### Job
Arrange every line of the material below into a Markdown table with the columns Row and Line. Number each row and leave out blank lines.

[Stored data]
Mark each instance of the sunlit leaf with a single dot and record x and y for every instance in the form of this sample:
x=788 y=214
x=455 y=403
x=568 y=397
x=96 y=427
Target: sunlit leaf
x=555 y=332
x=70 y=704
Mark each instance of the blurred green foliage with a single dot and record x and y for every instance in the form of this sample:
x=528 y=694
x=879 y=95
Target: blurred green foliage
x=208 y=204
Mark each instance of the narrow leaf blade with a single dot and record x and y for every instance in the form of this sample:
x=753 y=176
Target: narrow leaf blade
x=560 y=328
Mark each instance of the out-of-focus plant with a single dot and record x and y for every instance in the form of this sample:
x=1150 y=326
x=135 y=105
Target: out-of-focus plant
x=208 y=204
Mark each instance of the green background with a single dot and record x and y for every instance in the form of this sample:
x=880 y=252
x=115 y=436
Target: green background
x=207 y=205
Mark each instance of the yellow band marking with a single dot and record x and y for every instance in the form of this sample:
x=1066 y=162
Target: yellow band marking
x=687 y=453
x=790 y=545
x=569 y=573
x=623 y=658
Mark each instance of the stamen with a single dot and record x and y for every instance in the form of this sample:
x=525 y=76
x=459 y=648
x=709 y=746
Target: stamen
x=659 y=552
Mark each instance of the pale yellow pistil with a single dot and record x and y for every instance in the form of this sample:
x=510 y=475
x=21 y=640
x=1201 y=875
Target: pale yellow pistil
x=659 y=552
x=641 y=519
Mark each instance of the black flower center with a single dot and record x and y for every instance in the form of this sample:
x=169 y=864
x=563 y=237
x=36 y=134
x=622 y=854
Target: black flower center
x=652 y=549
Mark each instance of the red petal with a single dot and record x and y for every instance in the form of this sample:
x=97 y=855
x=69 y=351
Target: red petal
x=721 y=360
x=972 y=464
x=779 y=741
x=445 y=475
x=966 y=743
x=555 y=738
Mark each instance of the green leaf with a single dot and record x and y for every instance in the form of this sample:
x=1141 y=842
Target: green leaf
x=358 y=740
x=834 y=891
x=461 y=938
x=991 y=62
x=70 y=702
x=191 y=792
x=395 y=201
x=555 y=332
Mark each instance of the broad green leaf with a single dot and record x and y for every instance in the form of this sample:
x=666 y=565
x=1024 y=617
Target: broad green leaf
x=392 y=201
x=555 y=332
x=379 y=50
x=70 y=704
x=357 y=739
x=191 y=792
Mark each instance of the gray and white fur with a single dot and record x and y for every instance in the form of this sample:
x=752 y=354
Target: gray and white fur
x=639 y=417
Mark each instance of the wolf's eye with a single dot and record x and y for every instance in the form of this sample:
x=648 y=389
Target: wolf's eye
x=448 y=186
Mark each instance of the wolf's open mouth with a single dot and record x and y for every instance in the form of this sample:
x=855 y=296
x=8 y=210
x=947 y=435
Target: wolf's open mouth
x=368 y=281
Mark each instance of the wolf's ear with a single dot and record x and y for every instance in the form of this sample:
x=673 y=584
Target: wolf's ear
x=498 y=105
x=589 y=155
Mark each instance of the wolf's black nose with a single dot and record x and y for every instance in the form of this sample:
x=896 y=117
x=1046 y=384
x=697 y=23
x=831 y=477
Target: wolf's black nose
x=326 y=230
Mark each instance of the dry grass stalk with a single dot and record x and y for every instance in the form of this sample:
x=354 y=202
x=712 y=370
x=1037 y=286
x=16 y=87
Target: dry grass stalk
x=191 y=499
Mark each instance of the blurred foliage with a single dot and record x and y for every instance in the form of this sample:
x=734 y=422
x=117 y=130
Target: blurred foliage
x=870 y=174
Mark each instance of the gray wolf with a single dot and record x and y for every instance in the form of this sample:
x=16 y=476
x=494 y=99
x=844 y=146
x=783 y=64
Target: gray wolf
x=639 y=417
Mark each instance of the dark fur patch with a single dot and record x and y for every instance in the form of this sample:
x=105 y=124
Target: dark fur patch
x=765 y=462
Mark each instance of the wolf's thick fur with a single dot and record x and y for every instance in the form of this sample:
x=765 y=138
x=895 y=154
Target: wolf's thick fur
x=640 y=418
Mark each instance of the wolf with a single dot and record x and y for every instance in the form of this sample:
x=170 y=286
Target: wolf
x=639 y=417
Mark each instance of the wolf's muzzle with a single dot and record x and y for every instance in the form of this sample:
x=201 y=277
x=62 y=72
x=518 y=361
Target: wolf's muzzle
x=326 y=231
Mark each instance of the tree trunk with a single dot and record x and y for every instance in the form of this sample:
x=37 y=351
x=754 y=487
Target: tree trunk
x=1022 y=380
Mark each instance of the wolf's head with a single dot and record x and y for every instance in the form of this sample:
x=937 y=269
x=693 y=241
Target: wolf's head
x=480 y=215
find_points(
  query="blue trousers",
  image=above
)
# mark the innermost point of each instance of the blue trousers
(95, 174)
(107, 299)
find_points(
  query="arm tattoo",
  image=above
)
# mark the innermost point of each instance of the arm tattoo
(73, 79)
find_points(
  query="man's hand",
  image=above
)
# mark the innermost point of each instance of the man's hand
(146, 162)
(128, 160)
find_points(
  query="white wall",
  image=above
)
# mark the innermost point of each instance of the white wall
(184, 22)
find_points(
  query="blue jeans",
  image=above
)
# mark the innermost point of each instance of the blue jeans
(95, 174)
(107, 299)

### Exercise result
| Row | Line |
|---|---|
| 1 | Mark each instance of the sunlit leaf with a single dot and record x and y for every instance in the form of this sample: |
| 2 | x=788 y=214 |
| 3 | x=455 y=403 |
| 4 | x=568 y=397 |
| 5 | x=96 y=427 |
| 6 | Target: sunlit leaf |
| 7 | x=555 y=332 |
| 8 | x=70 y=704 |
| 9 | Mark each instance of the blurred green foliage with a single dot and record x and y for every instance in the form of this sample: |
| 10 | x=528 y=694 |
| 11 | x=879 y=95 |
| 12 | Target: blurred green foliage |
| 13 | x=208 y=204 |
| 14 | Mark each instance of the narrow leaf blade with a single dot and record x and y for every instance in the form of this sample: |
| 15 | x=753 y=176 |
| 16 | Target: narrow leaf blade |
| 17 | x=560 y=328 |
| 18 | Mark each instance of the out-of-focus plant with a single dot and record x and y for every instance in the form of this sample: |
| 19 | x=1150 y=326 |
| 20 | x=135 y=105 |
| 21 | Target: out-of-focus plant |
| 22 | x=208 y=204 |
| 23 | Mark each instance of the green background with a single dot and record x and y for every instance in the form of this sample: |
| 24 | x=880 y=252 |
| 25 | x=115 y=436 |
| 26 | Target: green background |
| 27 | x=207 y=205 |
| 28 | Mark each instance of the yellow band marking with a single dot and record x and y for every instance in the form of this sample: |
| 29 | x=1066 y=162 |
| 30 | Target: yellow band marking |
| 31 | x=687 y=453 |
| 32 | x=790 y=545 |
| 33 | x=569 y=573 |
| 34 | x=623 y=658 |
| 35 | Mark each instance of the stamen with a single dot and record x and y for every instance in the form of this sample: |
| 36 | x=525 y=76 |
| 37 | x=459 y=648 |
| 38 | x=709 y=746 |
| 39 | Target: stamen |
| 40 | x=659 y=552 |
| 41 | Mark each instance of the pale yellow pistil with a single dot and record x and y for every instance in the form of this sample: |
| 42 | x=510 y=475 |
| 43 | x=21 y=640 |
| 44 | x=1201 y=875 |
| 45 | Target: pale yellow pistil |
| 46 | x=659 y=552 |
| 47 | x=641 y=519 |
| 48 | Mark each instance of the black flower center with a single dot and record x and y for every instance in the form of this sample: |
| 49 | x=169 y=864 |
| 50 | x=563 y=237 |
| 51 | x=36 y=134 |
| 52 | x=622 y=854 |
| 53 | Target: black flower center |
| 54 | x=652 y=549 |
| 55 | Mark each instance of the red petal with a single dot and record x and y for every instance in the form of this sample: |
| 56 | x=97 y=855 |
| 57 | x=69 y=351 |
| 58 | Target: red petal |
| 59 | x=721 y=360 |
| 60 | x=972 y=464 |
| 61 | x=779 y=741 |
| 62 | x=445 y=475 |
| 63 | x=966 y=743 |
| 64 | x=555 y=738 |
| 65 | Mark each instance of the green leaf with a single dot and record x and y for every instance in the form of this sample: |
| 66 | x=1141 y=842 |
| 67 | Target: green leaf |
| 68 | x=358 y=740 |
| 69 | x=834 y=891 |
| 70 | x=461 y=938 |
| 71 | x=991 y=62 |
| 72 | x=70 y=702 |
| 73 | x=191 y=792 |
| 74 | x=395 y=201 |
| 75 | x=555 y=332 |
| 76 | Mark each instance of the broad green leaf with a single dot and record x and y for every instance in the form of this sample: |
| 77 | x=666 y=565 |
| 78 | x=1024 y=617 |
| 79 | Target: broad green leaf |
| 80 | x=392 y=201 |
| 81 | x=555 y=332 |
| 82 | x=379 y=50 |
| 83 | x=70 y=704 |
| 84 | x=357 y=739 |
| 85 | x=191 y=792 |
| 86 | Mark each instance of the gray and white fur with a single dot and record x and y for every instance in the form of this sample: |
| 87 | x=752 y=354 |
| 88 | Target: gray and white fur |
| 89 | x=639 y=417 |
| 90 | Mark each instance of the wolf's eye with a single dot and record x and y for every instance in the form of this sample: |
| 91 | x=648 y=389 |
| 92 | Target: wolf's eye |
| 93 | x=448 y=186 |
| 94 | Mark each instance of the wolf's open mouth with a single dot and record x and y for every instance in the form of this sample: |
| 95 | x=855 y=296 |
| 96 | x=8 y=210 |
| 97 | x=947 y=435 |
| 98 | Target: wolf's open mouth |
| 99 | x=368 y=281 |
| 100 | Mark each instance of the wolf's ear with a single dot and record x and y for every instance in the form of this sample: |
| 101 | x=673 y=584 |
| 102 | Target: wolf's ear |
| 103 | x=498 y=105 |
| 104 | x=589 y=155 |
| 105 | Mark each instance of the wolf's black nose with a single dot and record x and y for every instance in the form of this sample: |
| 106 | x=896 y=117 |
| 107 | x=1046 y=384 |
| 108 | x=697 y=23 |
| 109 | x=831 y=477 |
| 110 | Target: wolf's black nose |
| 111 | x=326 y=230 |
| 112 | Mark each instance of the dry grass stalk with a single dot and record x and y for every instance in the form of this sample: |
| 113 | x=354 y=202 |
| 114 | x=712 y=370 |
| 115 | x=1037 y=286 |
| 116 | x=16 y=87 |
| 117 | Target: dry grass stalk |
| 118 | x=191 y=499 |
| 119 | Mark each instance of the blurred foliage with a single dot and record x and y for every instance in the form of this sample: |
| 120 | x=734 y=422 |
| 121 | x=117 y=130 |
| 122 | Target: blurred foliage |
| 123 | x=870 y=174 |
| 124 | Mark each instance of the gray wolf with a single dot and record x and y for every instance in the form of this sample: |
| 125 | x=16 y=476 |
| 126 | x=494 y=99 |
| 127 | x=844 y=146 |
| 128 | x=783 y=64 |
| 129 | Target: gray wolf |
| 130 | x=639 y=417 |
| 131 | Mark each instance of the dark fur patch with a single dot and record x and y for every instance in the form of this sample: |
| 132 | x=105 y=124 |
| 133 | Target: dark fur patch |
| 134 | x=765 y=462 |
| 135 | Mark each instance of the wolf's thick fur with a single dot and record x and y for every instance in the form of this sample: |
| 136 | x=765 y=138 |
| 137 | x=895 y=154 |
| 138 | Target: wolf's thick fur |
| 139 | x=640 y=418 |
| 140 | Mark each instance of the wolf with a single dot and record x and y for every instance in the form of this sample: |
| 141 | x=170 y=286 |
| 142 | Target: wolf |
| 143 | x=639 y=417 |
| 144 | Mark each instance of the wolf's muzzle with a single dot and record x and y for every instance in the form of this sample: |
| 145 | x=201 y=277 |
| 146 | x=62 y=72 |
| 147 | x=518 y=361 |
| 148 | Target: wolf's muzzle |
| 149 | x=326 y=231 |
| 150 | Mark each instance of the tree trunk with a single dot and record x and y for every instance in the form of this sample: |
| 151 | x=37 y=351 |
| 152 | x=754 y=487 |
| 153 | Target: tree trunk |
| 154 | x=1022 y=380 |
| 155 | Mark each instance of the wolf's head with a single dot and record x and y for every instance in the form of this sample: |
| 156 | x=937 y=269 |
| 157 | x=693 y=241 |
| 158 | Target: wolf's head |
| 159 | x=480 y=215 |
| 160 | find_points( |
| 161 |   query="blue trousers", |
| 162 |   image=above |
| 163 | ) |
| 164 | # mark the innermost point of each instance of the blue trousers |
| 165 | (95, 174) |
| 166 | (107, 299) |
| 167 | find_points( |
| 168 |   query="arm tattoo", |
| 169 |   image=above |
| 170 | ) |
| 171 | # mark the innermost point of each instance of the arm tattoo |
| 172 | (73, 79) |
| 173 | find_points( |
| 174 |   query="man's hand", |
| 175 |   image=above |
| 176 | ) |
| 177 | # mark the innermost point of each instance of the man's hand |
| 178 | (146, 162) |
| 179 | (128, 160) |
| 180 | find_points( |
| 181 |   query="white wall", |
| 182 |   image=above |
| 183 | ) |
| 184 | # mark the innermost point of each instance of the white wall |
| 185 | (184, 22) |
| 186 | find_points( |
| 187 |   query="blue jeans", |
| 188 |   image=above |
| 189 | ) |
| 190 | # mark the innermost point of each instance of the blue jeans |
| 191 | (95, 174) |
| 192 | (107, 299) |